[Work instructions]
Return every line of the rows below that contains the string "film", matching case exactly.

[Records for this task]
= = = = = = =
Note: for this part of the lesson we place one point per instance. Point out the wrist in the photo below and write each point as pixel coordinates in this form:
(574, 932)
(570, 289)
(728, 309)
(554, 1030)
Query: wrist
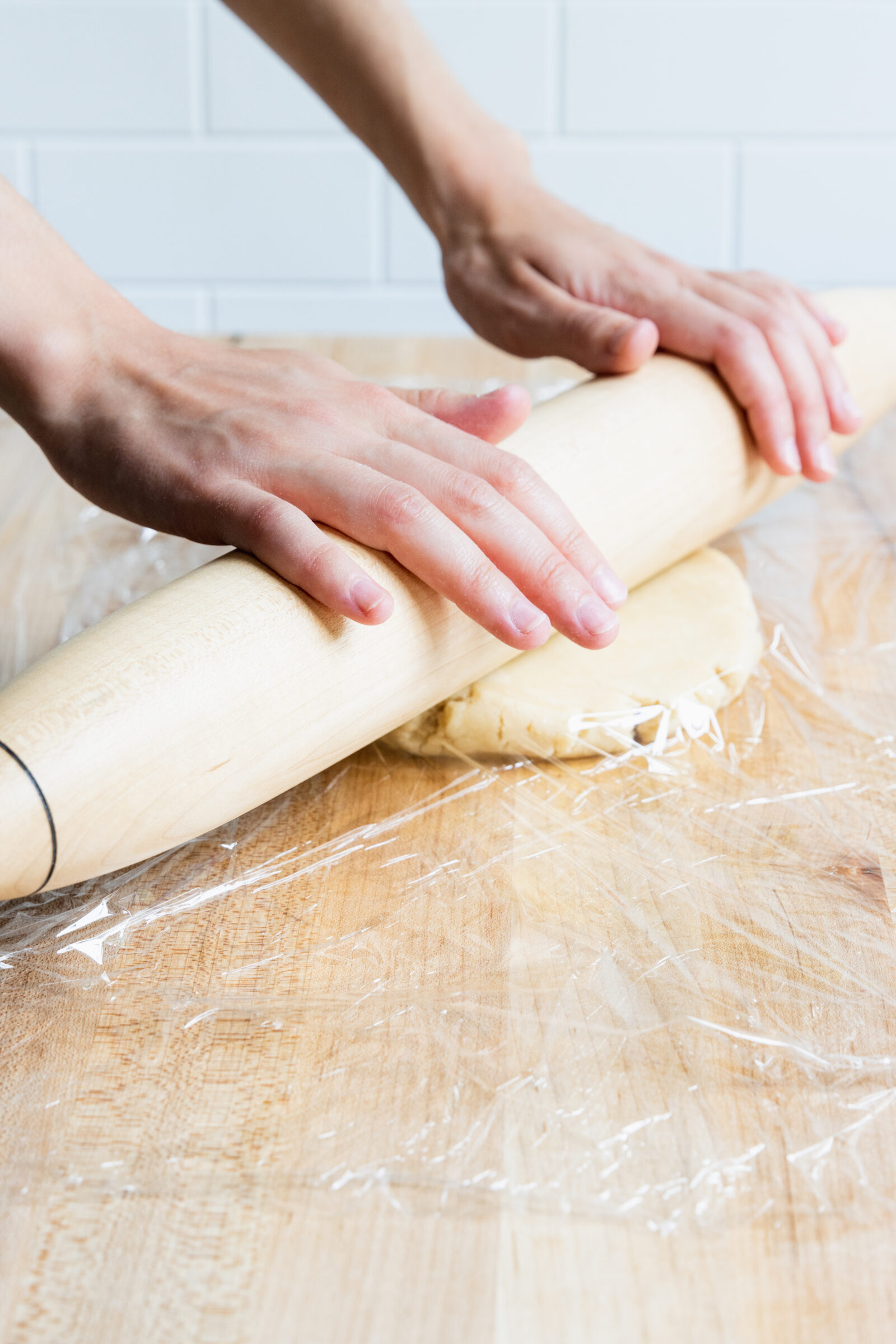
(469, 179)
(55, 363)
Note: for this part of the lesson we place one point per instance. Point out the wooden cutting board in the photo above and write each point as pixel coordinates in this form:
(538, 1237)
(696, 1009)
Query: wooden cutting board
(436, 1052)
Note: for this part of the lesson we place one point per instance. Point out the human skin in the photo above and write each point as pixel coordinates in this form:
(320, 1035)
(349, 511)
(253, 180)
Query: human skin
(255, 449)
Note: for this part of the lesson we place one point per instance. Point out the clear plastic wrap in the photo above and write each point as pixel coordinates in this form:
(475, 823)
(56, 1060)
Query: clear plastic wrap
(659, 987)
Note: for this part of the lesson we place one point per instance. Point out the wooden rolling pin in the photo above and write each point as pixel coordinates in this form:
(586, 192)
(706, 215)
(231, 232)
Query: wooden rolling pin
(227, 687)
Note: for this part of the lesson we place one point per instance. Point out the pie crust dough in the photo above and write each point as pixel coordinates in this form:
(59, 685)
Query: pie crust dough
(688, 642)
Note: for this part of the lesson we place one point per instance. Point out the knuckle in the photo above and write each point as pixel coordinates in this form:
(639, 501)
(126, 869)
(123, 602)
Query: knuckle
(778, 327)
(514, 476)
(401, 507)
(550, 570)
(319, 562)
(262, 516)
(740, 339)
(472, 495)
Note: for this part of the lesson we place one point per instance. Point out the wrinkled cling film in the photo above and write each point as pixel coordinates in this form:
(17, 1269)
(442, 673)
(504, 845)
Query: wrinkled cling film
(657, 987)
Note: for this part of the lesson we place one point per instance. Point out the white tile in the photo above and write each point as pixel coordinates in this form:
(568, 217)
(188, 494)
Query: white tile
(93, 68)
(198, 213)
(413, 252)
(672, 197)
(180, 310)
(821, 214)
(758, 68)
(500, 54)
(251, 89)
(10, 166)
(378, 311)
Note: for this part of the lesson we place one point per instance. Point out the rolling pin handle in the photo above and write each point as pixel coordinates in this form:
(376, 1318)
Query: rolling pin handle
(30, 825)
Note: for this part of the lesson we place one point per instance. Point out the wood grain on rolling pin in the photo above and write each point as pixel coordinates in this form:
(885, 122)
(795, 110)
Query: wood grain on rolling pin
(228, 686)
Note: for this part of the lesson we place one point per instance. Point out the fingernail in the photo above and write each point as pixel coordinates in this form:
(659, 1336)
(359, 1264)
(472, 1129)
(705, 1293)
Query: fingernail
(594, 619)
(366, 595)
(608, 584)
(789, 455)
(824, 460)
(524, 616)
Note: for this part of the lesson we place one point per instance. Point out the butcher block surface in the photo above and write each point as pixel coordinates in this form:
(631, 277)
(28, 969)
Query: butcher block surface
(477, 1052)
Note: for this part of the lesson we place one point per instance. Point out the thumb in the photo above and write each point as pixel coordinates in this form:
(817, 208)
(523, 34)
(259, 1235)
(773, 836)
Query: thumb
(491, 417)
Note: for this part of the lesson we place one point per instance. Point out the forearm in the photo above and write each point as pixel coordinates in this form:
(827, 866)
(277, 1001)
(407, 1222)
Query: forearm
(54, 314)
(375, 68)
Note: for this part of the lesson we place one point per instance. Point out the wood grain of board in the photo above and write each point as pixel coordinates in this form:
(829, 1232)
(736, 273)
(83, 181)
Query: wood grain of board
(436, 1052)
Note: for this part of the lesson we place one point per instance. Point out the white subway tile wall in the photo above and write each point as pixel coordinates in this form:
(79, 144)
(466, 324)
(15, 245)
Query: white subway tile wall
(195, 171)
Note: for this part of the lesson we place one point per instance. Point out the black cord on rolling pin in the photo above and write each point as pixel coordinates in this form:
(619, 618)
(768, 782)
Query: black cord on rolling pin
(46, 808)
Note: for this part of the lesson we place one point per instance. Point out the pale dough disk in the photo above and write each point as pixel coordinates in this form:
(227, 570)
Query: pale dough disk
(688, 640)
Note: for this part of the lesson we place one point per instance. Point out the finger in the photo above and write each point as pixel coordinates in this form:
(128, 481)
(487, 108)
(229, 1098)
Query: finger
(503, 534)
(394, 516)
(834, 330)
(491, 417)
(521, 486)
(698, 328)
(597, 338)
(846, 416)
(797, 367)
(287, 541)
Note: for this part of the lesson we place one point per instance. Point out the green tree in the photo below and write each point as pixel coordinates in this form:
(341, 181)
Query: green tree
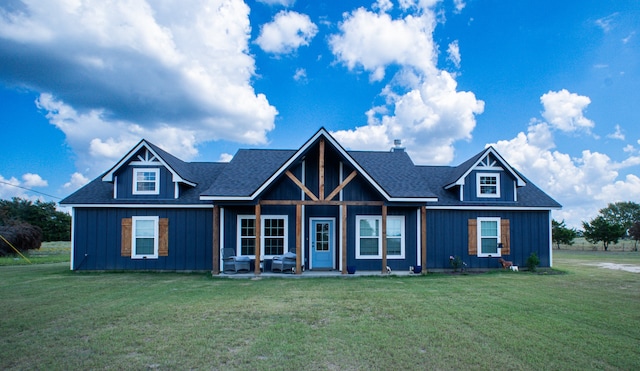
= = = = = = =
[Final result]
Note: for this part of the lesson we place one point per instance. Point out the wrinkled cling film in the photo above and write each point as pixel coordinates in this form:
Query: wrinkled cling film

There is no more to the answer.